_PROBLEM DETAILS_
Starting with the first line of the records and going on through the line with "(729, 1106)", write every line out again, leaving all other lines unchanged, and offset each pixel coordinate in the answers by adding 127 to both numbers. Give only those lines.

_DATASET EXCERPTS_
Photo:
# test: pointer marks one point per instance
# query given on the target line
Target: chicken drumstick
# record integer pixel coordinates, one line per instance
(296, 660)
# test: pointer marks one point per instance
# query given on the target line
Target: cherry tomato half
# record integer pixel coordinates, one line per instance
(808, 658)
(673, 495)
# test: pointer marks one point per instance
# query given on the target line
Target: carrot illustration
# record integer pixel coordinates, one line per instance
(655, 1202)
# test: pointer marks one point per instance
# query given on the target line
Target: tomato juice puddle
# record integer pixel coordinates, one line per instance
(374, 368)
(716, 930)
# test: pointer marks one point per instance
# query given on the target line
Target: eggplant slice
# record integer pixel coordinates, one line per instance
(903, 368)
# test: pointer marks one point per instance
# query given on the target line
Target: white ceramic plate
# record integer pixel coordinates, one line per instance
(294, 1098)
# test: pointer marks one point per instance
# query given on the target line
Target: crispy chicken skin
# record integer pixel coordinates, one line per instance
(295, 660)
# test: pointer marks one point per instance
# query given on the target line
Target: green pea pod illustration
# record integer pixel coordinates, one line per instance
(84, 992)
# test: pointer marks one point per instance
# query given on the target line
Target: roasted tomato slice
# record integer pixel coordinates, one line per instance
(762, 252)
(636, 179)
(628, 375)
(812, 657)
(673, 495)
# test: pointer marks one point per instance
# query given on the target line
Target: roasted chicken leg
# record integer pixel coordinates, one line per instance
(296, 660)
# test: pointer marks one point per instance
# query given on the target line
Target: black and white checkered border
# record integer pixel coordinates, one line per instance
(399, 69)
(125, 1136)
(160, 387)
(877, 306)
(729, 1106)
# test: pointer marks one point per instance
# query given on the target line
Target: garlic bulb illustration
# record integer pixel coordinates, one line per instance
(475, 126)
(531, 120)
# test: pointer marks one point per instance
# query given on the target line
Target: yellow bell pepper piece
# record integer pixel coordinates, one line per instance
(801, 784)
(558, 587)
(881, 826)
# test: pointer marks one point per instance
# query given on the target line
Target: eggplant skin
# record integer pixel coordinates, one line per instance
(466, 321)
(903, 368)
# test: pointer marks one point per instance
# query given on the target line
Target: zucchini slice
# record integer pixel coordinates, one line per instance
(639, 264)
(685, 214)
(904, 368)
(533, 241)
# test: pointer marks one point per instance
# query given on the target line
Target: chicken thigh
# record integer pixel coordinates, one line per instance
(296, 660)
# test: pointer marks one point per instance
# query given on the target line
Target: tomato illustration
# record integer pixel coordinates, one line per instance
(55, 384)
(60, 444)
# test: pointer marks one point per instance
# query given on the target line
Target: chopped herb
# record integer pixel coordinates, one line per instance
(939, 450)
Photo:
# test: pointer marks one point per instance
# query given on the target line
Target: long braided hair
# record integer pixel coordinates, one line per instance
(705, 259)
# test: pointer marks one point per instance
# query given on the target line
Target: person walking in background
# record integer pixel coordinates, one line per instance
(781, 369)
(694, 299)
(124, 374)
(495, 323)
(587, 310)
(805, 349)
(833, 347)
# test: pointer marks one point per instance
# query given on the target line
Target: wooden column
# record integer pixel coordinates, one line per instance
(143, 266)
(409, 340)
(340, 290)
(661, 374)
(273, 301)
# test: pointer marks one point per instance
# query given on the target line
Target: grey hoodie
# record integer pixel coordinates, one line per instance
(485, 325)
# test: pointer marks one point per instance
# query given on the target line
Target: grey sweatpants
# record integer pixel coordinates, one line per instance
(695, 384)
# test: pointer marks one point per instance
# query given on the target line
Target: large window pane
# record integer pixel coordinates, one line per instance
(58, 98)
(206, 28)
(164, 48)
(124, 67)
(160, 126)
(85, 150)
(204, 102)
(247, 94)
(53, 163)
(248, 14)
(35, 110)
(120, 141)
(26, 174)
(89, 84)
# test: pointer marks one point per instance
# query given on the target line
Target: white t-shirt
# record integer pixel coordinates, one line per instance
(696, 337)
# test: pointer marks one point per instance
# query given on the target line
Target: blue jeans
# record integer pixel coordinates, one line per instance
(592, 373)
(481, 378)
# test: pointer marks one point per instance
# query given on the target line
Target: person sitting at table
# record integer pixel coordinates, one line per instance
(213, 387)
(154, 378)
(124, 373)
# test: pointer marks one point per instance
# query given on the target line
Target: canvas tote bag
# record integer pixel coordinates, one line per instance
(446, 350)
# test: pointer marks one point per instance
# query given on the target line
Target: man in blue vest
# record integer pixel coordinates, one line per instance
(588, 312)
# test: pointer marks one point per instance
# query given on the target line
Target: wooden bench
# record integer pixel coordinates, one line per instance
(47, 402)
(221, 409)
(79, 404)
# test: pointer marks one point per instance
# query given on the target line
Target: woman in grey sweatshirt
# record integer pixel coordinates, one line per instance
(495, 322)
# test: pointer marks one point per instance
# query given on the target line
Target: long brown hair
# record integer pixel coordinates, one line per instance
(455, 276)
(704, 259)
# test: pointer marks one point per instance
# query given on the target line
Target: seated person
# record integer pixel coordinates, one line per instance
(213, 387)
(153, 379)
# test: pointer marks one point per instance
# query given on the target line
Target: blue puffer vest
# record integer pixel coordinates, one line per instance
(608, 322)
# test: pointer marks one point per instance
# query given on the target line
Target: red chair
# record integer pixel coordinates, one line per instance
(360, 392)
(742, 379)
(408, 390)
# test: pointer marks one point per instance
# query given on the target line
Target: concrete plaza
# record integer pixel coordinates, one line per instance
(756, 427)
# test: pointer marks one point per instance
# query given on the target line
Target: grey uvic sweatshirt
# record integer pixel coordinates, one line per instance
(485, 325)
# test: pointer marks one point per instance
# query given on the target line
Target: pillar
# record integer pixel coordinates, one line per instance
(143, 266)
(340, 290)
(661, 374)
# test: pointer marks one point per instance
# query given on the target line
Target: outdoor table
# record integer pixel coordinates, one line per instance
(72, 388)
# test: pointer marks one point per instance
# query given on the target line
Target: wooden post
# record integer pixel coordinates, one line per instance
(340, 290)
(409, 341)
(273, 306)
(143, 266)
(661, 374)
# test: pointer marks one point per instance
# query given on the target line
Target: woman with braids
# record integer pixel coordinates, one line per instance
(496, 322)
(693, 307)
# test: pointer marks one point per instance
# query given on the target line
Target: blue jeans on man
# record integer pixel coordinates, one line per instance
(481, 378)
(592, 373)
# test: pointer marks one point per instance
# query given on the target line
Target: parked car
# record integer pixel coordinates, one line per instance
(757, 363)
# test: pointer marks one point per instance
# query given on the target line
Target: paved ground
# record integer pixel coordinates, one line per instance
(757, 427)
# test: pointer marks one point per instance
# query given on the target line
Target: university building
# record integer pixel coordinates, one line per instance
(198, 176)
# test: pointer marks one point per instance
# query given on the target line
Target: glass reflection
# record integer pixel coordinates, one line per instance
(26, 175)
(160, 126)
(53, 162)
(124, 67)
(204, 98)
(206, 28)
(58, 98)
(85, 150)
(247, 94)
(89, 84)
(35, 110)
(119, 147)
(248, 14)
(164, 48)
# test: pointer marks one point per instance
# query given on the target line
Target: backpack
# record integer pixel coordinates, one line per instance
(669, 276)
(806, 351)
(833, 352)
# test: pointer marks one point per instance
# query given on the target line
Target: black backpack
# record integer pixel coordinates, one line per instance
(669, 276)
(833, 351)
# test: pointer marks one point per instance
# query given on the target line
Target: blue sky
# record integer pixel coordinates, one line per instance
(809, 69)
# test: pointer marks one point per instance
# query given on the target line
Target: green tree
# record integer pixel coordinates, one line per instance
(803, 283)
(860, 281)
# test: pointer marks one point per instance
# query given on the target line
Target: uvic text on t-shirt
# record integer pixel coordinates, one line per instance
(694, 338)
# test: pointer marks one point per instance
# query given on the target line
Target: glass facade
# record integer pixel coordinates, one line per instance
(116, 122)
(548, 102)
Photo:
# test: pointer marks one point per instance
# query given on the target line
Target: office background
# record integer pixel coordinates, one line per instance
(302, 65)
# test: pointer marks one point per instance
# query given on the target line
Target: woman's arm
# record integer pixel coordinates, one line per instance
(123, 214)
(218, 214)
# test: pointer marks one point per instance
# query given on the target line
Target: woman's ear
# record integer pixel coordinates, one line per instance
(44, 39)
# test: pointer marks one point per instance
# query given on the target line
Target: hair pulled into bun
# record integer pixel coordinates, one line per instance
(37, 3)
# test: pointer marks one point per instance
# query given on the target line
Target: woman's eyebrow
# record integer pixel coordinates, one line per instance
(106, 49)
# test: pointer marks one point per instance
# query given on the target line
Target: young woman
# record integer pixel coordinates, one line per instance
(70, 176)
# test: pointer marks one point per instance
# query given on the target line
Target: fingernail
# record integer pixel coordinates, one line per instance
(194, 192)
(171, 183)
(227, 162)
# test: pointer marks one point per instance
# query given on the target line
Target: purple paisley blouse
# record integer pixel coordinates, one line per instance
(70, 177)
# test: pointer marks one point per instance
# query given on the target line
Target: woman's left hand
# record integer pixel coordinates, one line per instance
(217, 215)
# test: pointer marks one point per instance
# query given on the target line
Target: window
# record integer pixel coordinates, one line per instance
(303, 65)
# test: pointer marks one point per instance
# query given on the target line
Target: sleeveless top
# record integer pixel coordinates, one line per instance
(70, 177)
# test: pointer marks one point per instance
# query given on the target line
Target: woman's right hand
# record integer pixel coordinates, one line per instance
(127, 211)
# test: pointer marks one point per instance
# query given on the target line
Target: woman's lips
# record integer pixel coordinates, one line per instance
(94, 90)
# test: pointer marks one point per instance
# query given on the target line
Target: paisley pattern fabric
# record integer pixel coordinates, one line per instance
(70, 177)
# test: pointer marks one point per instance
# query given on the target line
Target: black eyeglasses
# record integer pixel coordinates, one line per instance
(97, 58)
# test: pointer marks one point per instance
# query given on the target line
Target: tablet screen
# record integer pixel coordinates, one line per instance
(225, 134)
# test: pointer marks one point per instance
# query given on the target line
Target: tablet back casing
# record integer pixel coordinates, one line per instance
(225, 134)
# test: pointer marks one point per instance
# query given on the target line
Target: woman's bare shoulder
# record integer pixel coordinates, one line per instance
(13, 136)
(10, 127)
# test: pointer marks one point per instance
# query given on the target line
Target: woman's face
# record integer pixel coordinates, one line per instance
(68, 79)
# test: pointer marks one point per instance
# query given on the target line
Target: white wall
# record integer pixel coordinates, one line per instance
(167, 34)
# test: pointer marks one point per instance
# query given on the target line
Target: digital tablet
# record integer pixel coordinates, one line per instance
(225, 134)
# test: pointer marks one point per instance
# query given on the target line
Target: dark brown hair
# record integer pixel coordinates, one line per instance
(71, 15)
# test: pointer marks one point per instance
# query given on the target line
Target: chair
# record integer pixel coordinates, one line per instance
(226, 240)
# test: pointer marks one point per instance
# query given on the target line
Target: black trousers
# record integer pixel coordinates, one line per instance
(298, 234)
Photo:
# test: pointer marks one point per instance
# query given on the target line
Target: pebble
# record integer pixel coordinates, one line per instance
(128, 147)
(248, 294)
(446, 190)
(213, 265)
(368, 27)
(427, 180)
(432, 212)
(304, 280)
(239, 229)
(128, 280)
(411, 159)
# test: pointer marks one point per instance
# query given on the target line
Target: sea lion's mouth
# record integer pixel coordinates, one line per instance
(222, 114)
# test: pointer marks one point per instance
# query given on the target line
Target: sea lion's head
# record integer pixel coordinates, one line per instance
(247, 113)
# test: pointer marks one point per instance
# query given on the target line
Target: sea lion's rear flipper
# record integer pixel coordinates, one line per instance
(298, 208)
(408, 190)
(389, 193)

_FINAL ANSWER_
Photo:
# test: pointer marks one point per instance
# query given on the target line
Target: chicken drumstick
# record integer pixel coordinates, one line per instance
(423, 787)
# test: pointer marks one point per instance
# query given on the target line
Target: cherry tomato half
# record integer pixel coordinates, one line per instance
(935, 785)
(800, 622)
# test: pointer marks one point per instance
# query given on the target line
Target: carrot illustration
# record integer pixel coordinates, one line per instance
(782, 1329)
# test: pointer marks one point per instance
# query given on the target line
Target: tomato juice puddle
# record integer pixel coordinates, one line per instance
(501, 495)
(843, 1057)
# test: pointer marks one point per instance
# query given on the target line
Target: eggplant slice
# record integer pixel coordinates, one line per instance
(1030, 495)
# test: pointer marks one point per instance
# query given on the target line
Target: white ceramic plate
# record integer pixel coordinates, one line per instance
(421, 1225)
# test: pointer marks one point per instance
# query given on the target line
Target: crispy chicken skin
# record integer pixel coordinates, one line per instance
(422, 787)
# test: pointer marks one point per instance
# query given on the target line
Target: green pea pod illustration
# record integer pixel coordinates, one line per instance
(211, 1119)
# test: pointer marks one point per instance
# query given on the target line
Target: roasted tomato slice
# record integer pixel coordinates, one line per instance
(889, 379)
(763, 306)
(755, 502)
(939, 784)
(800, 622)
# test: pointer marks one point per instance
# query given on the target line
Target: roasted chicken leg
# record integer pixel coordinates, one line per instance
(423, 787)
# test: pointer marks one point per instance
# query given on the target line
Target: black and white checkered border
# record integer pixel coordinates, one line per instance
(526, 196)
(252, 1263)
(287, 514)
(1004, 433)
(856, 1233)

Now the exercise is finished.